Count how many lines in the material below contain the string "boot". Reply with that number only.

▸ **Supplied records**
══════

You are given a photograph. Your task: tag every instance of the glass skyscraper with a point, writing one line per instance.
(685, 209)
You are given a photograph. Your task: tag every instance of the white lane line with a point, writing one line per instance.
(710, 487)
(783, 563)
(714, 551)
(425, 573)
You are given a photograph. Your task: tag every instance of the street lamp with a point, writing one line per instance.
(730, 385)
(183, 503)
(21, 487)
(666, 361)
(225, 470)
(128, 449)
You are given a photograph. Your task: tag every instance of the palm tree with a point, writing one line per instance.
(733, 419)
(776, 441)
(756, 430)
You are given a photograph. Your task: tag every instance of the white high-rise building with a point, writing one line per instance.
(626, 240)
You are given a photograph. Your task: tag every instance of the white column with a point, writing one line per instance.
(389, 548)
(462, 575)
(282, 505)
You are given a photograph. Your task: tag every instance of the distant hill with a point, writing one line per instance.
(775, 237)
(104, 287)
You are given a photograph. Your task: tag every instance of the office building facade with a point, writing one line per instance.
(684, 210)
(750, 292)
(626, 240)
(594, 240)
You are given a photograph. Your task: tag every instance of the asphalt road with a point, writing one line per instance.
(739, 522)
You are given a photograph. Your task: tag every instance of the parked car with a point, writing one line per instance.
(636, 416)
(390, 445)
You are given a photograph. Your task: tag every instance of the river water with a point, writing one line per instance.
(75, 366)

══════

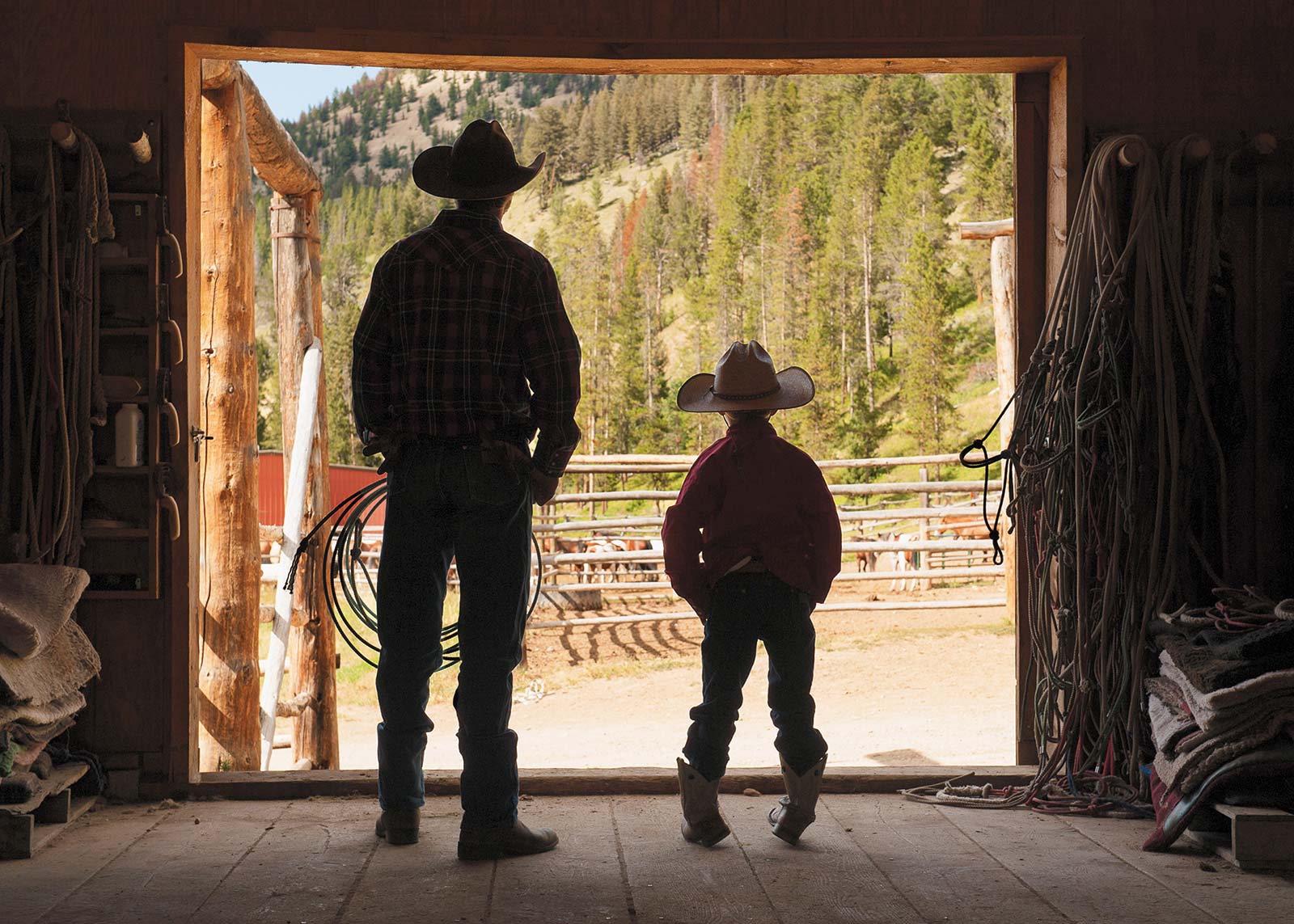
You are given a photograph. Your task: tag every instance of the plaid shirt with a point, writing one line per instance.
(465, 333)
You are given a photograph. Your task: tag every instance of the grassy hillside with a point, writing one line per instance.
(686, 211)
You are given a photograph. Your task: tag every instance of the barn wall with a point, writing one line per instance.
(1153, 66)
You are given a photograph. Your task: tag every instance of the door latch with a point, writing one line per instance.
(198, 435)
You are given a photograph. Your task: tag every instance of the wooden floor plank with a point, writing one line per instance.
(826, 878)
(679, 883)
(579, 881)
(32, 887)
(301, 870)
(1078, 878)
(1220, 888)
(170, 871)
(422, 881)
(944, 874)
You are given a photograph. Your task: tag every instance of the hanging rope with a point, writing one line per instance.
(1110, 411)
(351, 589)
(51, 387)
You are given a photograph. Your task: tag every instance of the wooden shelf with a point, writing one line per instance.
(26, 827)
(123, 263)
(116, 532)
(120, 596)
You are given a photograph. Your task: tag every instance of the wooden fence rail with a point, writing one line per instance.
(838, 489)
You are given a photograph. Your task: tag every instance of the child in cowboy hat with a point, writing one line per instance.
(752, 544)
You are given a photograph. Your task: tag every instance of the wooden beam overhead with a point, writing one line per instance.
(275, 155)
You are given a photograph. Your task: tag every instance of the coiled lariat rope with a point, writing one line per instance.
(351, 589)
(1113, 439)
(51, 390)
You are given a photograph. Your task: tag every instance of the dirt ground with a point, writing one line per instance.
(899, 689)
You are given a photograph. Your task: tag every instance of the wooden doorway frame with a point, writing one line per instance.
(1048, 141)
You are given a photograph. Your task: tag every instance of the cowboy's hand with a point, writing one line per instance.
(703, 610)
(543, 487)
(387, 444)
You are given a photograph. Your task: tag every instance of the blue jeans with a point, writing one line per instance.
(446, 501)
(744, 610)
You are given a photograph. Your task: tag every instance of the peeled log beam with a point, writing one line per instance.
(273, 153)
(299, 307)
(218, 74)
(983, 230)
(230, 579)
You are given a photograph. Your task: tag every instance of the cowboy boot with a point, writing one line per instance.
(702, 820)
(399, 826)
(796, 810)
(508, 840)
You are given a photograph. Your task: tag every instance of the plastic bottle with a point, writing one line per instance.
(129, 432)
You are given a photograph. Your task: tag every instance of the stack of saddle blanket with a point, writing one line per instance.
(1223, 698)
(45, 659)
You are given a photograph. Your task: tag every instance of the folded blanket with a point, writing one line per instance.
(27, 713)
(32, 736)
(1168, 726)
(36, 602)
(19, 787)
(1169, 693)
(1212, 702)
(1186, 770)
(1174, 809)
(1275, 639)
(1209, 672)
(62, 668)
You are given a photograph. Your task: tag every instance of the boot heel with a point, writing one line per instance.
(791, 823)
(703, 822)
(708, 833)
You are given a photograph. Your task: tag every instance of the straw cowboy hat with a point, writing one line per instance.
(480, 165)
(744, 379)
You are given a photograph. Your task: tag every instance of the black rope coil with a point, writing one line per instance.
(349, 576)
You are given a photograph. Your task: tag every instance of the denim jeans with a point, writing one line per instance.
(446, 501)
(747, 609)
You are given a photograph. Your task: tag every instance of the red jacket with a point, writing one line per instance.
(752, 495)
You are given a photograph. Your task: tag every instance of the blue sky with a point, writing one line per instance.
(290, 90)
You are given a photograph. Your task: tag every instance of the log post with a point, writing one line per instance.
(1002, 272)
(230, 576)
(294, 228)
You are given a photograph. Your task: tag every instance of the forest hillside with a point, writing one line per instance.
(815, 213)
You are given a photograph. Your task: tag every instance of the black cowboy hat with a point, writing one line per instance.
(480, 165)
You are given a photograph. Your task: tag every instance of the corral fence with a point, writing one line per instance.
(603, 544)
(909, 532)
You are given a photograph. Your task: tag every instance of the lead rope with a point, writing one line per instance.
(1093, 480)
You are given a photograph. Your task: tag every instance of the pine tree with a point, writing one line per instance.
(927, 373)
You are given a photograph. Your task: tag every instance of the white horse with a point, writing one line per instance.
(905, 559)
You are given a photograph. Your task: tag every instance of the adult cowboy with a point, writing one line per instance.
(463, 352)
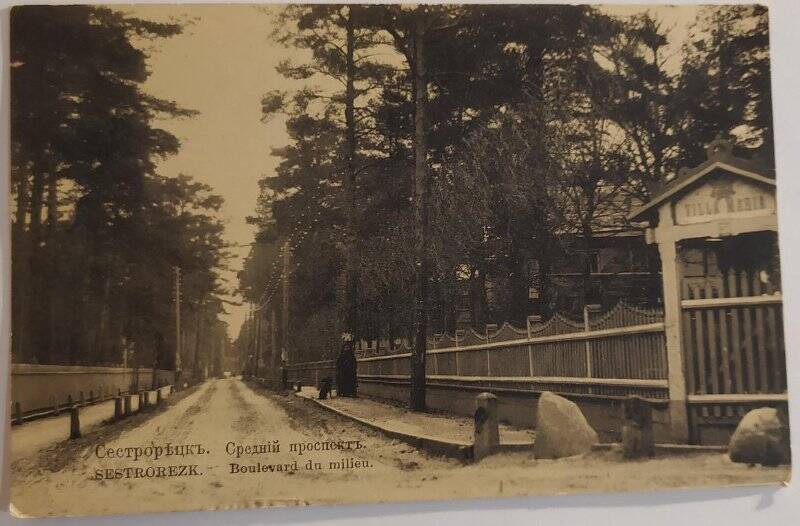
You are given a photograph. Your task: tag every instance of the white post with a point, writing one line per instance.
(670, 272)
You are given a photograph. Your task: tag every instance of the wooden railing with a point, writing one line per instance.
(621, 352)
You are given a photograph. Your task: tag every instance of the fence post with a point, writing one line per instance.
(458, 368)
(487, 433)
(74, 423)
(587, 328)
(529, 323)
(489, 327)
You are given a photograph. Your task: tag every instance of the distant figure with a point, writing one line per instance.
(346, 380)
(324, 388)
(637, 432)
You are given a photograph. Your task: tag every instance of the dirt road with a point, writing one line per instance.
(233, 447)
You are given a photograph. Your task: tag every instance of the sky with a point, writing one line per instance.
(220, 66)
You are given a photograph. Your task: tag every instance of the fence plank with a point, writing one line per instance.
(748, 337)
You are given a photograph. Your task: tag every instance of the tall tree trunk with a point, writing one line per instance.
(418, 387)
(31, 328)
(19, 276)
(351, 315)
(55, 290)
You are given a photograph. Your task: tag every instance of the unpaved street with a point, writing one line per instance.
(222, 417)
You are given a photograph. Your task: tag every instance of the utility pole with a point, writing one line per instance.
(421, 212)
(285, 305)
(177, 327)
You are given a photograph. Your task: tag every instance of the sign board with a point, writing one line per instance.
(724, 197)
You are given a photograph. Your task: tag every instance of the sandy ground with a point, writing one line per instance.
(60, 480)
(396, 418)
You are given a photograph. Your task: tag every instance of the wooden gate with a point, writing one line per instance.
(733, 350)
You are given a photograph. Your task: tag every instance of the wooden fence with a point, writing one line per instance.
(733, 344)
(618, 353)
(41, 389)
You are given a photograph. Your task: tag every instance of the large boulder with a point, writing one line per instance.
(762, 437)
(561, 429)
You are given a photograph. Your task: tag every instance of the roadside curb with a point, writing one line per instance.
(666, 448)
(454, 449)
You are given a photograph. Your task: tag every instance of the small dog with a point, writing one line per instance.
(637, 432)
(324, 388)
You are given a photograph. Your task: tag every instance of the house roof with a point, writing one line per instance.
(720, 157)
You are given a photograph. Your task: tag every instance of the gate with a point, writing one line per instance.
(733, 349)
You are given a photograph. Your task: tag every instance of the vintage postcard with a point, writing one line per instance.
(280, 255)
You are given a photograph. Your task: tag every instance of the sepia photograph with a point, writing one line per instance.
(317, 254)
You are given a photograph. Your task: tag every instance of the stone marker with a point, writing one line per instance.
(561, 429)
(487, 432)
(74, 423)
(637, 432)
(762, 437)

══════

▸ **Output for this exercise**
2